/---
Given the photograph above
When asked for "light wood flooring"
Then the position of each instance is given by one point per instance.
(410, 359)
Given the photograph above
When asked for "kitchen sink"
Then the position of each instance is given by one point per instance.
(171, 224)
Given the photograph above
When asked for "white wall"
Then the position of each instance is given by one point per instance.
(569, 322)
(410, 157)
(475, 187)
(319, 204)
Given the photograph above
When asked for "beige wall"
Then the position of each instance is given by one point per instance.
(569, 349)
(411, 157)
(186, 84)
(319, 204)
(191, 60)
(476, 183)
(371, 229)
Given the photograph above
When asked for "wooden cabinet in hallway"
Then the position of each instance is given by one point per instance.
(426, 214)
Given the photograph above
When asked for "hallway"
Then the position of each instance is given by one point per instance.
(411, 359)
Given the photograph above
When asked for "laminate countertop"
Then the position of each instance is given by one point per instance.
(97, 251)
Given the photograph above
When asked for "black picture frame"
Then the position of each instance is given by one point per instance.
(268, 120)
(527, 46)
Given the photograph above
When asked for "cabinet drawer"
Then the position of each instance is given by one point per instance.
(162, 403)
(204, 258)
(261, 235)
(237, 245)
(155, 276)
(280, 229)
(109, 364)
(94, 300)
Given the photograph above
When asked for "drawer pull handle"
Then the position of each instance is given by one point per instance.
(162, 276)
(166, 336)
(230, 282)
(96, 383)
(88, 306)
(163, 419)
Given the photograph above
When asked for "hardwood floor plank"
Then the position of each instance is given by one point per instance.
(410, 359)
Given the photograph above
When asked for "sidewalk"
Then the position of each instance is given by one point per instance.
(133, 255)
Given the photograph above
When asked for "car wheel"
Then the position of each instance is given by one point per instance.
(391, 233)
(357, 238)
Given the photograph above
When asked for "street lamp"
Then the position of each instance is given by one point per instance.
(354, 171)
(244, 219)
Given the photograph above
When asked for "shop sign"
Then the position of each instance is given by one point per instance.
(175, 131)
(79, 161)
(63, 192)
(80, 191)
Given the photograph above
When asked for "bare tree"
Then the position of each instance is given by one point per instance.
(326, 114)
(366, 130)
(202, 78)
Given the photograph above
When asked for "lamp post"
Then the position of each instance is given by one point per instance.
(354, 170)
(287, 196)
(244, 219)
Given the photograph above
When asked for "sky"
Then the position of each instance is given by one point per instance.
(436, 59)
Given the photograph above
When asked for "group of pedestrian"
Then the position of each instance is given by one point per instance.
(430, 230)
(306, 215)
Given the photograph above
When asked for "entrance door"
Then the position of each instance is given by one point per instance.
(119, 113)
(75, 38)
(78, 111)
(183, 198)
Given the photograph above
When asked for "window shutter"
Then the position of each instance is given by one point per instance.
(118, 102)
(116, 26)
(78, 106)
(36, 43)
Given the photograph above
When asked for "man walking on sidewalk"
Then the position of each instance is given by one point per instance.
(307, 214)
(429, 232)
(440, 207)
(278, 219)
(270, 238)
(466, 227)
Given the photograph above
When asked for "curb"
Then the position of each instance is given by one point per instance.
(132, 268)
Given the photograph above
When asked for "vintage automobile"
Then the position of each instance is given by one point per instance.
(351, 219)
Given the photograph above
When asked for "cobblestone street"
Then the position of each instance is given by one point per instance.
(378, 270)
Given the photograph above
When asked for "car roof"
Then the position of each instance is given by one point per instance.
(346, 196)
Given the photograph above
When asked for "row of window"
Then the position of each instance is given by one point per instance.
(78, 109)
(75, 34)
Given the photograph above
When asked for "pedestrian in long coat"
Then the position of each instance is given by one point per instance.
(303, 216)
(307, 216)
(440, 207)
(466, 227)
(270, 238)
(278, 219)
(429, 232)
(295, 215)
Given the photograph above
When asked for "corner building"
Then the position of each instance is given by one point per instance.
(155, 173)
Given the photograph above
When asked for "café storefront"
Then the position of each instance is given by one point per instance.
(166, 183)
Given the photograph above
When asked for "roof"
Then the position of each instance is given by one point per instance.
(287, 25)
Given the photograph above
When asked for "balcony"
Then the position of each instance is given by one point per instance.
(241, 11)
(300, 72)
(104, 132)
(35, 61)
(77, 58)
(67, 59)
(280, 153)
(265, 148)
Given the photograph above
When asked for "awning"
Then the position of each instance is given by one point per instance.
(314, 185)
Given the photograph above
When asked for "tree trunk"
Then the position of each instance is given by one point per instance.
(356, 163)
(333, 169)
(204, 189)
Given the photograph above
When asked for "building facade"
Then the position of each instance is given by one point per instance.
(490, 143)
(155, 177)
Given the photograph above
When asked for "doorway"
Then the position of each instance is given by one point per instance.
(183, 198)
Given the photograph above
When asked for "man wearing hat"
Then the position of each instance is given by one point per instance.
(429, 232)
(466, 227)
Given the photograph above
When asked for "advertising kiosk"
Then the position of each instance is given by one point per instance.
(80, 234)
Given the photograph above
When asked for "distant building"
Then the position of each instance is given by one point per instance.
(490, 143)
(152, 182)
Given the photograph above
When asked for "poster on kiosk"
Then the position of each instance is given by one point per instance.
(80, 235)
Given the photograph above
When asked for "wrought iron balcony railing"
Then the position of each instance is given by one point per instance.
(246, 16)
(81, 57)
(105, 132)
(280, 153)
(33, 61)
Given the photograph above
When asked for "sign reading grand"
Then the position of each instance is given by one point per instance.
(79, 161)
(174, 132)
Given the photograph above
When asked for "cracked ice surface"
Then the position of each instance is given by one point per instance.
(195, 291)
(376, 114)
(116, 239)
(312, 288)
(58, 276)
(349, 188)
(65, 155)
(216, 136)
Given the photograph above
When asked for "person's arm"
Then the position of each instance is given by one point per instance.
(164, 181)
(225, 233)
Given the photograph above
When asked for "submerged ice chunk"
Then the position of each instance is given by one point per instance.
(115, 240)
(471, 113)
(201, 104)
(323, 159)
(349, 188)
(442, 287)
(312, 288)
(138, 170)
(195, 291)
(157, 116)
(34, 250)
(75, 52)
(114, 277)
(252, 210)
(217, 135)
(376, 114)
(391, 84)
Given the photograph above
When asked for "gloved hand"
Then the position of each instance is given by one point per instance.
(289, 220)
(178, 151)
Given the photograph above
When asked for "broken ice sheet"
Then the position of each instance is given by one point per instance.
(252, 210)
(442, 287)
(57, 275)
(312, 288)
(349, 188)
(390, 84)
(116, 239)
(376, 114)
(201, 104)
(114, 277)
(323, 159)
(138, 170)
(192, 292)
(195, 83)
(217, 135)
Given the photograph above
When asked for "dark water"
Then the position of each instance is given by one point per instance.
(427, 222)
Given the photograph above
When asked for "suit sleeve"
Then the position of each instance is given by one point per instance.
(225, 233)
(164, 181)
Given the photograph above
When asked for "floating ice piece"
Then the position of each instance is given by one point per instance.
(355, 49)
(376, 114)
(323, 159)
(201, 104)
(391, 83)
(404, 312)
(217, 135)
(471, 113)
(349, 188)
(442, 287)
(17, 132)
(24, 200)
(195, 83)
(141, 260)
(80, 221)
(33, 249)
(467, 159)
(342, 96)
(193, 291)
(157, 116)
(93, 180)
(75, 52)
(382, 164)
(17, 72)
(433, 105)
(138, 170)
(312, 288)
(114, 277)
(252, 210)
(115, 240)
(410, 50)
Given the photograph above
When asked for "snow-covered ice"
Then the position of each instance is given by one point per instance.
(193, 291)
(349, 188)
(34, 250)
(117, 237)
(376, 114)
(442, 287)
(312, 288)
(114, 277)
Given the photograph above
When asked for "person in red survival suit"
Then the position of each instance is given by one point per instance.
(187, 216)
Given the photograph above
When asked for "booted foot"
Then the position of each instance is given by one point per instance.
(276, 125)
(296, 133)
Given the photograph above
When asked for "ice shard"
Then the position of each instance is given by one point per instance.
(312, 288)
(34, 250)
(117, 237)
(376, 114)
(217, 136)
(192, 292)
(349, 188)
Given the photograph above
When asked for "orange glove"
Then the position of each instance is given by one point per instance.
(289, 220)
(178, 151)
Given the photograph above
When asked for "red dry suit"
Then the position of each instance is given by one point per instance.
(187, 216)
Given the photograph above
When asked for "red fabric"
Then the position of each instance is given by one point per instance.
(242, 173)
\---
TASK TO COMPLETE
Report each line of the entries above that contains the string "sign", copying every such line in full. The match is case-sensitive.

RESPONSE
When asked for "shop sign"
When asked for "sign reading grand"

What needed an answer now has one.